**Assignment:**
Given the listing below, write out exactly the lines starting with the line that has "Target = patterned area rug" and going on through the line that has "Target = botanical print in frame", both kept.
━━━
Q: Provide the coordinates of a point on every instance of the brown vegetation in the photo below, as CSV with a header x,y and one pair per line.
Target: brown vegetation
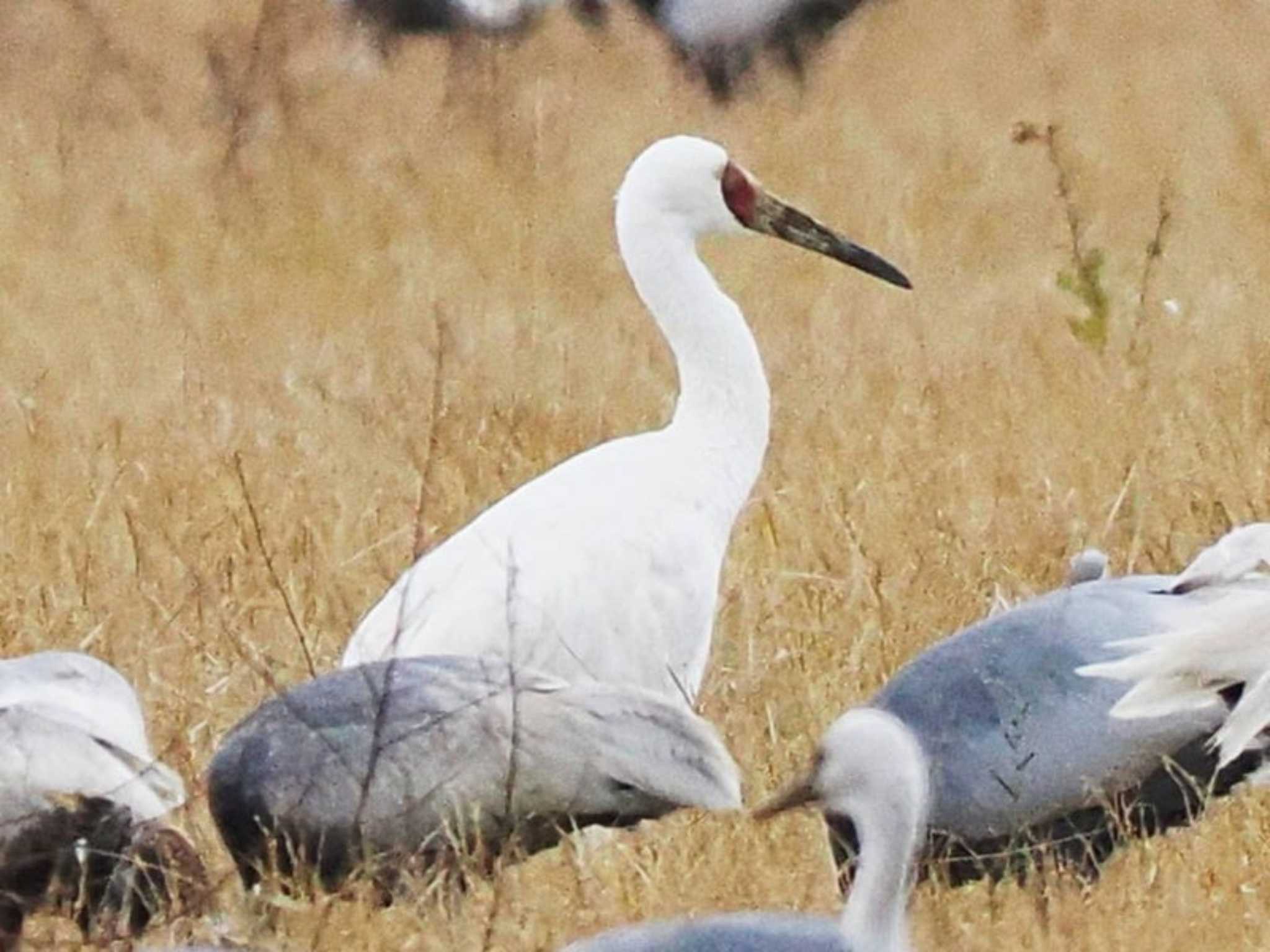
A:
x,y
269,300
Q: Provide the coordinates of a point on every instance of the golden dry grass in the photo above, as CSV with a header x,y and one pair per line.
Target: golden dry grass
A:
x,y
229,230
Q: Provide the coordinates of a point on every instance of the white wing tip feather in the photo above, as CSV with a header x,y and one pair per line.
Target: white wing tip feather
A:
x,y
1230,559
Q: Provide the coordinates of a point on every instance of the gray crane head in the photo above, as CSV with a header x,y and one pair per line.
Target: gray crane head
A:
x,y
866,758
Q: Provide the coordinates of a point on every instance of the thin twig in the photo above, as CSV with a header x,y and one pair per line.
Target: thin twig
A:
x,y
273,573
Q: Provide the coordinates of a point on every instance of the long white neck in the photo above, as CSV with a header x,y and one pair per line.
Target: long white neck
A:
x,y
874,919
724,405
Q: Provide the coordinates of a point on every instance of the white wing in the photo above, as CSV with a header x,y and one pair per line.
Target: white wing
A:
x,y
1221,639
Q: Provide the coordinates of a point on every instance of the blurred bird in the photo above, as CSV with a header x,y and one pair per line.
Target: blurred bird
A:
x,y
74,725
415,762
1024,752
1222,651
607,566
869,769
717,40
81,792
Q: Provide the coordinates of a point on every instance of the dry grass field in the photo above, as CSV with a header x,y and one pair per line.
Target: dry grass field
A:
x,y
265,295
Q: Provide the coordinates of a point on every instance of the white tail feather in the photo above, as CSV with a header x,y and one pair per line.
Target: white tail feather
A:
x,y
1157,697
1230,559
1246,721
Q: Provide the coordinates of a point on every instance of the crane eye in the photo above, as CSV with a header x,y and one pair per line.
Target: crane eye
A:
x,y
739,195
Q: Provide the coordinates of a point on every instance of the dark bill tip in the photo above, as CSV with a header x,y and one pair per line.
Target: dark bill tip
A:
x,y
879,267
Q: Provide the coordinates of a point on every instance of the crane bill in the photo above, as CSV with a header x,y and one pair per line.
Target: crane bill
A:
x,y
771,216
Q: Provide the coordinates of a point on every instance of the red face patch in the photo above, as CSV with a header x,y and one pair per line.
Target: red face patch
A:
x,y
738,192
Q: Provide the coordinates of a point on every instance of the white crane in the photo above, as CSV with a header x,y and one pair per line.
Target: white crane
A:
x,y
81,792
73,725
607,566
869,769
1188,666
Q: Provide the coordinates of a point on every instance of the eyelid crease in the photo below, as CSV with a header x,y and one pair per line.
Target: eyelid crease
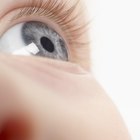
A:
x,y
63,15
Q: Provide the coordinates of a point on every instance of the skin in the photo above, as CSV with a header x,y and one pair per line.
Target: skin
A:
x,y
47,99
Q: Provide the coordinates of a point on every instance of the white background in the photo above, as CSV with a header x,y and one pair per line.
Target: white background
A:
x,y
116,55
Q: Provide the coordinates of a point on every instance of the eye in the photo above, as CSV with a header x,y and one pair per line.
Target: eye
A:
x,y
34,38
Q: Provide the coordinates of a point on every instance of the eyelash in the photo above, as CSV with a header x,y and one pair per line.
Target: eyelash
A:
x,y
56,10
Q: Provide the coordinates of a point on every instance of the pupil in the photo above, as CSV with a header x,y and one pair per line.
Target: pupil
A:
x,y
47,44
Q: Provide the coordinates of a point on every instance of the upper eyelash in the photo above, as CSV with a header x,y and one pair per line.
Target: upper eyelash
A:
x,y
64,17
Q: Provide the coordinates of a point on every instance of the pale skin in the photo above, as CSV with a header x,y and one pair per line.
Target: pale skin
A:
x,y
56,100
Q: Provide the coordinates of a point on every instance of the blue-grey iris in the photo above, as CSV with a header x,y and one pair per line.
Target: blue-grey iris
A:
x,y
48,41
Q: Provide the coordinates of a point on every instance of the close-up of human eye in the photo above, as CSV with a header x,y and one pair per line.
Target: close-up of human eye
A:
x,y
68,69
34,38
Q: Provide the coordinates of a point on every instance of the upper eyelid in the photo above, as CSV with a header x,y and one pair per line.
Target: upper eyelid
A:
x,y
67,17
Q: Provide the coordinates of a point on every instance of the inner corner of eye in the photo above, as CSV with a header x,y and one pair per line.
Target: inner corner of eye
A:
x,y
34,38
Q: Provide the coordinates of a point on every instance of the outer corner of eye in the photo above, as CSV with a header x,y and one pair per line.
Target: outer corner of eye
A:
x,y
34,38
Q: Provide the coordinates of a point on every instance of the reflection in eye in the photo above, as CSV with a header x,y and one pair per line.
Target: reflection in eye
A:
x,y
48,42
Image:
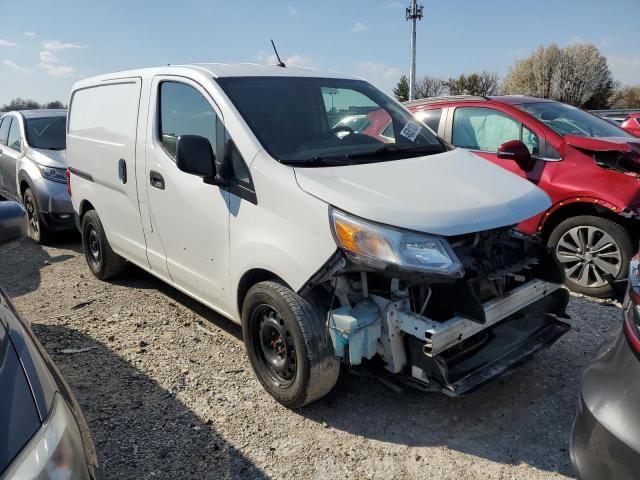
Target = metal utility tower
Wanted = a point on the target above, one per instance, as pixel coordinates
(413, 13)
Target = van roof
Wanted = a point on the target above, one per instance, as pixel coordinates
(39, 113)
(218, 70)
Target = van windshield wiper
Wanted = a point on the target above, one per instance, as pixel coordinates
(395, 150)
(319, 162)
━━━
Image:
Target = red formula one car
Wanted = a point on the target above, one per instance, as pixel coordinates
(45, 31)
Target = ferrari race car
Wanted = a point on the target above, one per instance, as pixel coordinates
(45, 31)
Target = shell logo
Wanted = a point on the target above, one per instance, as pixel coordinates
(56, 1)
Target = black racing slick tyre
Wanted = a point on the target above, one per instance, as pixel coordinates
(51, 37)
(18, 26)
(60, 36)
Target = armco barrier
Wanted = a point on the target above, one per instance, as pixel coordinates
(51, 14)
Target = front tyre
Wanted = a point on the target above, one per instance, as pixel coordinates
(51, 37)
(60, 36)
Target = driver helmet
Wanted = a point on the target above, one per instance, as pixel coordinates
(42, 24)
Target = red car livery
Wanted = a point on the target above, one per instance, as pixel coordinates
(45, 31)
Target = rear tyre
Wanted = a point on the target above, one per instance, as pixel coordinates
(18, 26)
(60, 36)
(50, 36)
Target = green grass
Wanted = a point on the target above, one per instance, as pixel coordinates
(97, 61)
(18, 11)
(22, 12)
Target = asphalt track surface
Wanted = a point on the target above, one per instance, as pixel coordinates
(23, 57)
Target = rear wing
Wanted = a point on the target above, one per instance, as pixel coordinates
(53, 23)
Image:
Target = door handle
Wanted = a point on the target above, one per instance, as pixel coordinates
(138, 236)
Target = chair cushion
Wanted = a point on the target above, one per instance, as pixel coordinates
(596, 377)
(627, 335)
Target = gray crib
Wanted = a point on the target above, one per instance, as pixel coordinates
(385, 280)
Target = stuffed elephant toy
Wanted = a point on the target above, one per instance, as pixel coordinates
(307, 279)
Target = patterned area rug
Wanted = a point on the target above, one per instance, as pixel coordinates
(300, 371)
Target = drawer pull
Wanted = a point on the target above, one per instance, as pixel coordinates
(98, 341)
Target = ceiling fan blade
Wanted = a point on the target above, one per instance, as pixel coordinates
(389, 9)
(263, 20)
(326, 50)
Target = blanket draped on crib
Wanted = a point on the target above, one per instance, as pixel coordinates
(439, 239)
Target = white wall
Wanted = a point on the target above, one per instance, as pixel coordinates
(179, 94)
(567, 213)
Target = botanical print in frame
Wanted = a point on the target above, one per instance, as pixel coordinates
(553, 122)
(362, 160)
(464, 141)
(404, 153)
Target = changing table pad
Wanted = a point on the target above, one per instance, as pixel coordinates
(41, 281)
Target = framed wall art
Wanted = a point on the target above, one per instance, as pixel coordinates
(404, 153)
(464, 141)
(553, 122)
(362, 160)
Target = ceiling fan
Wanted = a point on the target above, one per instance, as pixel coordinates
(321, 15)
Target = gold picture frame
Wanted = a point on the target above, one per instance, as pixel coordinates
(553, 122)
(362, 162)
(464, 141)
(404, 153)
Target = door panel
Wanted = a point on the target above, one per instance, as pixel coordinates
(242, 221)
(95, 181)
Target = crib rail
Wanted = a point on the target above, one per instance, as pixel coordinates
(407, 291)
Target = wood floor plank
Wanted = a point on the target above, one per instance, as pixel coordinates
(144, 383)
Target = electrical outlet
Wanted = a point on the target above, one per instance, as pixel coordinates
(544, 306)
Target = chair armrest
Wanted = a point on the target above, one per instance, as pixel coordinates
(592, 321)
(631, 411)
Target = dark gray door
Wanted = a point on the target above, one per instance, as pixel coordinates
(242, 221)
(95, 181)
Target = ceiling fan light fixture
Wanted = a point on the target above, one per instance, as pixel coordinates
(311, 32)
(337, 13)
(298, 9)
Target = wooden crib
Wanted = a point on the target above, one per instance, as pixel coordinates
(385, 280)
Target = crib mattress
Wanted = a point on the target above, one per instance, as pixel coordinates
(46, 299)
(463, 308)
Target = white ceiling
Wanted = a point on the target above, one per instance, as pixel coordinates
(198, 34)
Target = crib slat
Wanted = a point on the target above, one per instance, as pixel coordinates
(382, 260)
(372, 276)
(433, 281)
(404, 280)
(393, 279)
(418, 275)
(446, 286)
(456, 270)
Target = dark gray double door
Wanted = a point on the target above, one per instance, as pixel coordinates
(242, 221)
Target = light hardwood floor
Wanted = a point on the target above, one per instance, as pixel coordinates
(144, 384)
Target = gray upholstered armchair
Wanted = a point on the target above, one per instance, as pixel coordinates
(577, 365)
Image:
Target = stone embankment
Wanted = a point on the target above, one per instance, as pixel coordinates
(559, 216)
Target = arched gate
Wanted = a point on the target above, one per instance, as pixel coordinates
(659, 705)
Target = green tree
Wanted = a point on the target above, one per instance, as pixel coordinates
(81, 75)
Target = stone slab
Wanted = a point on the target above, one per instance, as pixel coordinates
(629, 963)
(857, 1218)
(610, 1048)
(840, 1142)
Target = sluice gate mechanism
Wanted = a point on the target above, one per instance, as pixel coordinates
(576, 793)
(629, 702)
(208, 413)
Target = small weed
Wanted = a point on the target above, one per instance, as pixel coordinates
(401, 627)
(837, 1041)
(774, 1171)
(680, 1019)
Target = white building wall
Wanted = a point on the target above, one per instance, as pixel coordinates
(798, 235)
━━━
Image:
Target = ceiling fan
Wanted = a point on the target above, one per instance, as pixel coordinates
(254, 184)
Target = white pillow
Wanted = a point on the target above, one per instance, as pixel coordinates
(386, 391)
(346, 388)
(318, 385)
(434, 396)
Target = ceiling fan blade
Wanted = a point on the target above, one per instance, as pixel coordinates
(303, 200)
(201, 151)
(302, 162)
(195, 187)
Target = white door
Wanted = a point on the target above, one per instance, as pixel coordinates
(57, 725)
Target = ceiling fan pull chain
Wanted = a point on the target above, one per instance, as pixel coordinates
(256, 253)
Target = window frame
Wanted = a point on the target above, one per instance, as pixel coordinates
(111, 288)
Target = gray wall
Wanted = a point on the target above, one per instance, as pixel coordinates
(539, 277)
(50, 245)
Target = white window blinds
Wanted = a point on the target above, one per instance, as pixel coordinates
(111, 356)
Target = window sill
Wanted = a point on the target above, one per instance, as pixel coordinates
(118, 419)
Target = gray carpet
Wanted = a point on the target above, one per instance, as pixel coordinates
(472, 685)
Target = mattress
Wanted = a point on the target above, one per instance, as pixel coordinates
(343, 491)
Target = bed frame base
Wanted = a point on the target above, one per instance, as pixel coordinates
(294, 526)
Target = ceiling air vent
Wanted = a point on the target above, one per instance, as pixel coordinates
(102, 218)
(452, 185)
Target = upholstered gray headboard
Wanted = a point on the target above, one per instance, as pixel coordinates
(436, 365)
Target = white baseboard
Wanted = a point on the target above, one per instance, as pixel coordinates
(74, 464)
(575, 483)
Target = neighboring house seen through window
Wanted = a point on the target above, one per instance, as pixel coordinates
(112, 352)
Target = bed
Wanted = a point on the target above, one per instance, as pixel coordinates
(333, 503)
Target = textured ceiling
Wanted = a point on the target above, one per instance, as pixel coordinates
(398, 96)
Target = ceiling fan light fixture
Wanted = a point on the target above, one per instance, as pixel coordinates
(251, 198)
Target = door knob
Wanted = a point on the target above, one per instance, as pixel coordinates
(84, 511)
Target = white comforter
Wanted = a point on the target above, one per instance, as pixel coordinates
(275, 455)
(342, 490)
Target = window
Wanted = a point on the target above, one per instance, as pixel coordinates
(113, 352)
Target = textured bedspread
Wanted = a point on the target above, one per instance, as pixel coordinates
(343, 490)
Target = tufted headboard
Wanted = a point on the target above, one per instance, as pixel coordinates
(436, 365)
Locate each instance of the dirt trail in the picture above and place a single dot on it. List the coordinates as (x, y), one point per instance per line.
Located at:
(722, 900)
━━━
**Solution to the problem:**
Target = patterned area rug
Wanted = a point on the target above, one per instance, as pixel coordinates
(300, 371)
Target = drawer pull
Wanted = a point on the target above, one per instance, as pixel coordinates
(98, 341)
Target = ceiling fan blade
Wanted = a point on the target above, one per instance, as pixel coordinates
(389, 9)
(263, 20)
(326, 50)
Target = blanket draped on crib
Wanted = a point on the target above, one per instance, as pixel coordinates
(439, 239)
Target = white wall
Wanted = a point on the target above, one per instance, as pixel coordinates
(179, 94)
(567, 213)
Target = botanical print in frame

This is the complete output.